The data START

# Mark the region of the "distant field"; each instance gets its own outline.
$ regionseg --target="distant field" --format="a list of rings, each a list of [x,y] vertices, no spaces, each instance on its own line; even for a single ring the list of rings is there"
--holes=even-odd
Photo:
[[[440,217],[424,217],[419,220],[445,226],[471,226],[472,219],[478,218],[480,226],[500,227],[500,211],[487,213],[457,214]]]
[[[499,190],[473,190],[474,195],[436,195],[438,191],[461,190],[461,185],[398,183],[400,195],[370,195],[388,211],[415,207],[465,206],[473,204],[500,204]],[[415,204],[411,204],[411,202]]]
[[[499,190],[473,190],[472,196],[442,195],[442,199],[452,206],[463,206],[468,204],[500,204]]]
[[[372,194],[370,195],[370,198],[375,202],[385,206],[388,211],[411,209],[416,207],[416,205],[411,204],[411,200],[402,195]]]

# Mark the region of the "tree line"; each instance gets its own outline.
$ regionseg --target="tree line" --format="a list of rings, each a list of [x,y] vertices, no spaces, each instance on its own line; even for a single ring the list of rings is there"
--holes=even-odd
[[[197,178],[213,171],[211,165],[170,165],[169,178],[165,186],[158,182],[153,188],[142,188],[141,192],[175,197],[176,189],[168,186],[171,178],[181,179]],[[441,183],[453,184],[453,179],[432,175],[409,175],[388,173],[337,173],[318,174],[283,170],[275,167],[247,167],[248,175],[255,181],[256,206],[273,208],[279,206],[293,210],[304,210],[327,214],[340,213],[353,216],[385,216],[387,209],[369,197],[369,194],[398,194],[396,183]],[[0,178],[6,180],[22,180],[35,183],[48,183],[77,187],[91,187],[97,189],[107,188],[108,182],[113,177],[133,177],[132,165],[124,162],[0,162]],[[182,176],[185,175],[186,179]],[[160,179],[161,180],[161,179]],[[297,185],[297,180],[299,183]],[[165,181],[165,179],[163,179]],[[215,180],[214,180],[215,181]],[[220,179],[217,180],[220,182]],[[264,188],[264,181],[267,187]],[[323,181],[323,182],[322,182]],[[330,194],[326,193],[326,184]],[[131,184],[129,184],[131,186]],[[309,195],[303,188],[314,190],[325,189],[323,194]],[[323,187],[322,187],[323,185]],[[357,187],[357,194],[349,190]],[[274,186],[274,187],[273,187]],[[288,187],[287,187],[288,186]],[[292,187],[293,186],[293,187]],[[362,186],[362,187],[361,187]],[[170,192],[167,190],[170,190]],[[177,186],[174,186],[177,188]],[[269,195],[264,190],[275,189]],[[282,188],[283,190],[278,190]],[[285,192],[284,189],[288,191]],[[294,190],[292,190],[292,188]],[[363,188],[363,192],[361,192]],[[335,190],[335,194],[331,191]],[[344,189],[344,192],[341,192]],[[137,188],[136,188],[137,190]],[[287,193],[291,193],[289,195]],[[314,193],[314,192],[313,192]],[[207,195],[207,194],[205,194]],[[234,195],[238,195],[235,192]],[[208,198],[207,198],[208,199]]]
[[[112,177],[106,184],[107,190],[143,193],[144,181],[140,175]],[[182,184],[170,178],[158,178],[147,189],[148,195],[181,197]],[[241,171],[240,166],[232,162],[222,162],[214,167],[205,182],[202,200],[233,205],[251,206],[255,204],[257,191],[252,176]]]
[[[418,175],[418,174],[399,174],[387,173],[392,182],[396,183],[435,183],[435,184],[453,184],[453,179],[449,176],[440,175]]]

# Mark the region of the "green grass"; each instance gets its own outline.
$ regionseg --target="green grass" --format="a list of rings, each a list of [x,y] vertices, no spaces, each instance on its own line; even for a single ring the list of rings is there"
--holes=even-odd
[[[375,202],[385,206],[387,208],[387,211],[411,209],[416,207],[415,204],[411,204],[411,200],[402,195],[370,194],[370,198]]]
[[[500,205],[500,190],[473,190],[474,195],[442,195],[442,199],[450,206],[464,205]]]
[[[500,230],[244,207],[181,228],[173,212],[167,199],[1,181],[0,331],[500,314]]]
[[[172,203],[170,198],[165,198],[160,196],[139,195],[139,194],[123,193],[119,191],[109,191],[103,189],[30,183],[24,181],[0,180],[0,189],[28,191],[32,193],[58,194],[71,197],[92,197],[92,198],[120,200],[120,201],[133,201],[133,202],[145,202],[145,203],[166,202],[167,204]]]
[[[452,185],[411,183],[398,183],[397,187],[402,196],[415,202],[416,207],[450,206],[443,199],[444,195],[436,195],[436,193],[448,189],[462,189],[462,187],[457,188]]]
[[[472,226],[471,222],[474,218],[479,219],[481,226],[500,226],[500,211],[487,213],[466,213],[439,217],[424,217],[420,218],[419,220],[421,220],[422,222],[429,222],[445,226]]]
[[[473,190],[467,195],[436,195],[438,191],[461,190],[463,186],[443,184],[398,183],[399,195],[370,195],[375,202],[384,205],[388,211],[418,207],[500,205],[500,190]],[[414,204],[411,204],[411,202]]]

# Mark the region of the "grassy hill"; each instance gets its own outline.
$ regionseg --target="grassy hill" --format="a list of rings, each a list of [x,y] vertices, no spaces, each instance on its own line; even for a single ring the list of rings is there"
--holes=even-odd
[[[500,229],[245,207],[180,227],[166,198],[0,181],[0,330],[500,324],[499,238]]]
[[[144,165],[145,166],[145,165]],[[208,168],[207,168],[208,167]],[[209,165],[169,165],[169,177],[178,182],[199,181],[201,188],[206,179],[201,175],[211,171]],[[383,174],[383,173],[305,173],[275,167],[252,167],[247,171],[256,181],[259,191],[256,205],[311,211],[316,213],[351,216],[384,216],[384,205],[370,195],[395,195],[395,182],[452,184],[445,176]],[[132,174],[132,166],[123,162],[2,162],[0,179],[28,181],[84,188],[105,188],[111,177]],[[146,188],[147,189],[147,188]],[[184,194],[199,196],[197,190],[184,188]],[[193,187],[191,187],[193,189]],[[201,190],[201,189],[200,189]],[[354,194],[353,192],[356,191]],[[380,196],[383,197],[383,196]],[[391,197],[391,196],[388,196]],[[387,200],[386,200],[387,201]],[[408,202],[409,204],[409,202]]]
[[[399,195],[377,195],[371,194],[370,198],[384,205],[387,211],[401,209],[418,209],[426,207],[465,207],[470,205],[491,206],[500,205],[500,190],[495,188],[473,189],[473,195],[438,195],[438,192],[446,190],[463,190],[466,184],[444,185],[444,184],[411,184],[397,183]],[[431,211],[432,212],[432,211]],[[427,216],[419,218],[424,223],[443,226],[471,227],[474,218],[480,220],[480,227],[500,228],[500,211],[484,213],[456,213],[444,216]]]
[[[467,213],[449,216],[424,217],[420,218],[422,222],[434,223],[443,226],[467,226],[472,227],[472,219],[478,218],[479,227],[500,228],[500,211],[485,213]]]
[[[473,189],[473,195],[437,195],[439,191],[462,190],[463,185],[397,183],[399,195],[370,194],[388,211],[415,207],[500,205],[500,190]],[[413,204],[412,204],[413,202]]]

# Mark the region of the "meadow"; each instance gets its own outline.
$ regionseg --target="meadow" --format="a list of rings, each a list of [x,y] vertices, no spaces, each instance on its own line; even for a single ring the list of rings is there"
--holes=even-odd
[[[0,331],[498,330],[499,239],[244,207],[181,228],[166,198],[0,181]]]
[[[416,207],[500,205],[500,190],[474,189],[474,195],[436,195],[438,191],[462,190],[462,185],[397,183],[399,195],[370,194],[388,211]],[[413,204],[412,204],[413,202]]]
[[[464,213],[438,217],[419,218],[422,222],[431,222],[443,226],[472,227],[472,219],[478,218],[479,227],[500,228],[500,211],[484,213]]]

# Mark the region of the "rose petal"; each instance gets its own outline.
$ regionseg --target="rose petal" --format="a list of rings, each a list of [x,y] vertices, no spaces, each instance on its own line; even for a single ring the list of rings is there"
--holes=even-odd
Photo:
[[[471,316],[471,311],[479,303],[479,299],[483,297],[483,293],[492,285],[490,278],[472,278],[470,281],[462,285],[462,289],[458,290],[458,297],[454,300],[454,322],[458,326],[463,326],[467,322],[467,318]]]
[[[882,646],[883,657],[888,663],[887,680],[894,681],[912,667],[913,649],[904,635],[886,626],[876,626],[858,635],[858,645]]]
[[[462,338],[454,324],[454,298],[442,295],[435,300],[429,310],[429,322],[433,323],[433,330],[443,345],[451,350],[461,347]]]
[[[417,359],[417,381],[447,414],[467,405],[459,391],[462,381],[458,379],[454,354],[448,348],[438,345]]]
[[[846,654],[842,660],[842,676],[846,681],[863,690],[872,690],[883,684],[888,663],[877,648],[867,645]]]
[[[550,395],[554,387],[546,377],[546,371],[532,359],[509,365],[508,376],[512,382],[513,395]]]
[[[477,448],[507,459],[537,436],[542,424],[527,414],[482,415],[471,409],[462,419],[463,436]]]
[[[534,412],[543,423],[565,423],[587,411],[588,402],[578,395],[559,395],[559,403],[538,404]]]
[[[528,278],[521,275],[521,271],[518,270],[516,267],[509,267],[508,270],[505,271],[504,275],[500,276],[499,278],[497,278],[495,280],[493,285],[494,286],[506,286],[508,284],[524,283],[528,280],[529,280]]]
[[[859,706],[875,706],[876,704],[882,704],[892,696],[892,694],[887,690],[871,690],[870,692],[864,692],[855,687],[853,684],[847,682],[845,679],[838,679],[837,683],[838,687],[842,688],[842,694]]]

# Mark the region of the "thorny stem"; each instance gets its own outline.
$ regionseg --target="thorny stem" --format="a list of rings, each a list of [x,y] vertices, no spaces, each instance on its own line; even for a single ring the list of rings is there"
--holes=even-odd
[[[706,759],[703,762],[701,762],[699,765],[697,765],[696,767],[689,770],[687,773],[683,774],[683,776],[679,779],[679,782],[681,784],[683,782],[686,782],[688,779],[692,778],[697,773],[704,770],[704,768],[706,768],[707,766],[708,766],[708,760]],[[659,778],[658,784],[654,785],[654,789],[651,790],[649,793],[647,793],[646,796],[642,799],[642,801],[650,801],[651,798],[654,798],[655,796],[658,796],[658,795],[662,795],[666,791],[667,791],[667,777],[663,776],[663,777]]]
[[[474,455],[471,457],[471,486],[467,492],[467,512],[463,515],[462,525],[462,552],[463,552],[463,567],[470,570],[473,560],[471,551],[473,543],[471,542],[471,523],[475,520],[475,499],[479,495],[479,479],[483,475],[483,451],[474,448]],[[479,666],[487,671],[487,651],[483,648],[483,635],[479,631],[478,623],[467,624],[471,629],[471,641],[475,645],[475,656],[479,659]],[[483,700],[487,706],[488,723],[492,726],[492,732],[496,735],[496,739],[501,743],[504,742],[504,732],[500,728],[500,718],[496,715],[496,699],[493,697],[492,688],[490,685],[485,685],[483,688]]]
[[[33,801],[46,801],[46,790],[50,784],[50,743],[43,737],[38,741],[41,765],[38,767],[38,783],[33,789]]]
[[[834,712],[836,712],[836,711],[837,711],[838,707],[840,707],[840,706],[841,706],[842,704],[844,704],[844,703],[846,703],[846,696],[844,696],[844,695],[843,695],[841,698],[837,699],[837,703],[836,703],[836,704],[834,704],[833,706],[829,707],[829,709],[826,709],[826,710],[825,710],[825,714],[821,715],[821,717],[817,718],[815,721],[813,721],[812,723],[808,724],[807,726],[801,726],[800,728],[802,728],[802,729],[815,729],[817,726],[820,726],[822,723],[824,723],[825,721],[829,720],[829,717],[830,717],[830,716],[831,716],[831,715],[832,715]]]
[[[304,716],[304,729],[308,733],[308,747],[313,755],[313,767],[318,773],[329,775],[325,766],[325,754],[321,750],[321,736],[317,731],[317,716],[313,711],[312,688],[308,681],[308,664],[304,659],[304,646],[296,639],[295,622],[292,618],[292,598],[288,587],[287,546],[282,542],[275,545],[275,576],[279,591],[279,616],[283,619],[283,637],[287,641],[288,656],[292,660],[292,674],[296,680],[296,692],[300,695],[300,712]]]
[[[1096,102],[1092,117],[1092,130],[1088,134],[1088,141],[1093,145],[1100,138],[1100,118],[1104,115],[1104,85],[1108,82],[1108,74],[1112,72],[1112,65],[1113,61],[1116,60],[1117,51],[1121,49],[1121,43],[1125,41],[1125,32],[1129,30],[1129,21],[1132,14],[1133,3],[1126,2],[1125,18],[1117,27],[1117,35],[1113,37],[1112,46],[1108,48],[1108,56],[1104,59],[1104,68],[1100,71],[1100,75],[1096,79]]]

The data END

◆ Task statement
Sift through the entries and copy every line with "rose".

◆ Written response
# Mark the region of the "rose petal"; each instance gets its own outline.
$ regionseg --target="rose petal" --format="a list of rings, each a list of [x,y] vertices, no spaces, each instance on its own line; even for a single ring the list of rings is there"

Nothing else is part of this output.